● **SHORT PROBLEM**
Leave out the pictures and repeat everything else in the records exactly.

● **INPUT FOR THIS TASK**
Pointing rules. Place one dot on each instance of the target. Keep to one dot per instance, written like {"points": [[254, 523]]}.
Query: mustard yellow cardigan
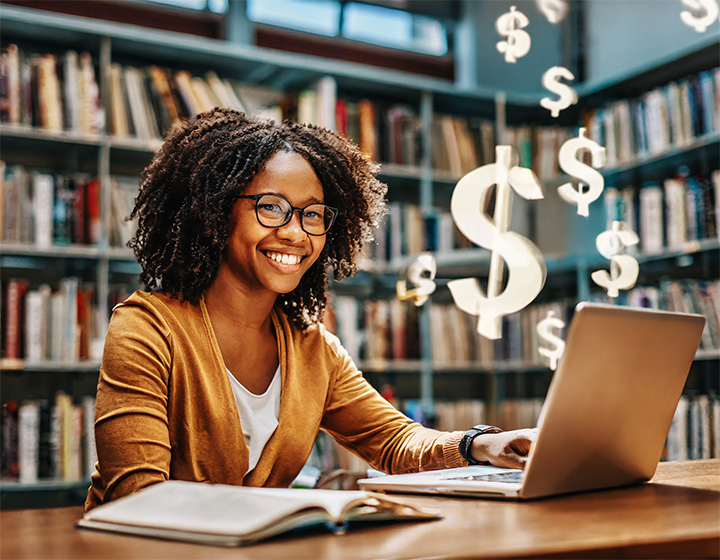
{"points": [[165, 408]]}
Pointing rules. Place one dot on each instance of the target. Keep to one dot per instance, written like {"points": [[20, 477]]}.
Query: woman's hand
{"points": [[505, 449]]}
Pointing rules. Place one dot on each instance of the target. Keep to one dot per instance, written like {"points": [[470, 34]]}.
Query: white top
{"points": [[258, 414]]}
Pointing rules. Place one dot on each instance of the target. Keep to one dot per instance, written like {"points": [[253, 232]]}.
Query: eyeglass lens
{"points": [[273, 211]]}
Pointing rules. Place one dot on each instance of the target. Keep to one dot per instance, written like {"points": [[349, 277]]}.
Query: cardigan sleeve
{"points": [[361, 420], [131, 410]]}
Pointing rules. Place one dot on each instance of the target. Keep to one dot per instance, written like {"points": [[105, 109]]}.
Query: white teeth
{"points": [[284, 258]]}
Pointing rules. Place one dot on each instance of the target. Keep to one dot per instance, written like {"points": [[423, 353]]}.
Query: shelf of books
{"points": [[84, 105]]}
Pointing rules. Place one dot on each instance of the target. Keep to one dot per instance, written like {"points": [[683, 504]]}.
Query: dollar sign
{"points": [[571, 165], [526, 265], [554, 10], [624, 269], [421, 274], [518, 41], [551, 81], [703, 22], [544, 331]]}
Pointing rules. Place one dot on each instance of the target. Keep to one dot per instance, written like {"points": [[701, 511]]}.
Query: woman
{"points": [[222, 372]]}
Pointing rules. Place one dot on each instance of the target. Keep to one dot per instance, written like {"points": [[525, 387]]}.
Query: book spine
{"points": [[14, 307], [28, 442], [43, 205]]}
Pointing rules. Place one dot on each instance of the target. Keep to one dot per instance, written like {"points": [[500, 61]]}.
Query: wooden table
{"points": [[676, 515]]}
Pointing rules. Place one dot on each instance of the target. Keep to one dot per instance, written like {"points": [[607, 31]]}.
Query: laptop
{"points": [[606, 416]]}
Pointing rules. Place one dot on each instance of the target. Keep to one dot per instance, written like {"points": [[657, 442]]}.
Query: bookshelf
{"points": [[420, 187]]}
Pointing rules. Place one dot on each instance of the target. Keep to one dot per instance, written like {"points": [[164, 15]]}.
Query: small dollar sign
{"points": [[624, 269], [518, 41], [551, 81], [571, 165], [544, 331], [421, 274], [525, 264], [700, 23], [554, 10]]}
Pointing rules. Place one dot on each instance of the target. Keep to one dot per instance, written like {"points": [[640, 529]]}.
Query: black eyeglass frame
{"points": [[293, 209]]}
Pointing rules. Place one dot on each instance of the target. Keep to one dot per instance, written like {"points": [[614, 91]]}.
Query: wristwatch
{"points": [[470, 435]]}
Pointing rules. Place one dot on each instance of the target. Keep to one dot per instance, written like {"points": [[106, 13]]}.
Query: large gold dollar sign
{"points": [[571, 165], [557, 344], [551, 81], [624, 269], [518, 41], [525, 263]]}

● **WORKED ANSWER**
Pointing rules. Place one dot on each instance of the target. Keep to one dot per instance, written like {"points": [[254, 523]]}.
Query: mustard yellow cardigan
{"points": [[165, 408]]}
Pointing rules. Place one dot on each instance of the target. Keep to one dot per instance, written like {"points": [[20, 477]]}.
Query: woman's hand
{"points": [[505, 449]]}
Pointing rules. Place one dot on each instance of the target. Keep to one dot per instance, written like {"points": [[470, 34]]}.
Query: white top
{"points": [[258, 414]]}
Pointing rules. Place one dot on each instance of the target. Keep to one dot per instance, written like {"points": [[253, 232]]}.
Query: eyeglass lens
{"points": [[273, 211]]}
Pointing rules. Place one dot on each instance of the target. Keep to one dot per instance, written like {"points": [[349, 277]]}.
Query: cardigan sleeve
{"points": [[361, 420], [131, 410]]}
Pointing rules. Place one dot on each instance of the target. Keep to one dot per instance, written like {"points": [[105, 109]]}.
Query: white teeth
{"points": [[284, 258]]}
Pointing rules. Place one dot on each instance of the target. Keep to one dot per instance, written like {"points": [[423, 353]]}.
Query: shelf of books
{"points": [[84, 105]]}
Pointing rules. Place one dot on each instance of the target. Keep to one dot per instance, written like {"points": [[683, 504]]}.
Query: dollar sign
{"points": [[571, 165], [526, 265], [554, 10], [624, 269], [421, 274], [518, 41], [551, 81], [703, 22], [544, 331]]}
Pointing rules. Place one dot on each instance of the target. Keep to one dot per instance, written like {"points": [[701, 511]]}.
Query: woman
{"points": [[222, 372]]}
Pointing rules. Place one dot on each instance of the target. Keep to one dot per instance, written like {"points": [[525, 387]]}.
Query: book spine
{"points": [[14, 307], [28, 442], [43, 205]]}
Pointing rules. Place one dot on each instance of the target. Keep to one dot per instance, written like {"points": [[500, 61]]}.
Query: wooden table
{"points": [[676, 515]]}
Pointing rules. Place one dot on each instance of the target. Keep to one dot per instance, written like {"points": [[607, 31]]}.
Query: laptop
{"points": [[606, 416]]}
Pointing rules. Place one dot on each instance of the target. Keep to one dot per instance, written like {"points": [[657, 442]]}.
Query: bookshelf
{"points": [[420, 187]]}
Pointing rules. Place one dot on each instance of the target. Keep to one dot per instance, written like {"points": [[164, 15]]}.
Query: small dollar sign
{"points": [[624, 269], [518, 41], [551, 81], [571, 165], [544, 331], [421, 274], [525, 264], [700, 23], [554, 10]]}
Pointing rules. Place one dot on each instance of the target. Keep to one dot per instance, written like {"points": [[640, 529]]}.
Query: black eyeglass frame
{"points": [[293, 209]]}
Pointing rules. Place one dot on each instance of the target. Keep to one dot per instance, written like {"points": [[614, 91]]}.
Query: wristwatch
{"points": [[470, 435]]}
Pointing rules. Place one dot on each instance of the target. Keep to one dot per instance, written like {"points": [[106, 13]]}.
Query: large gold dollar sign
{"points": [[571, 165], [557, 344], [551, 81], [624, 269], [518, 41], [525, 263]]}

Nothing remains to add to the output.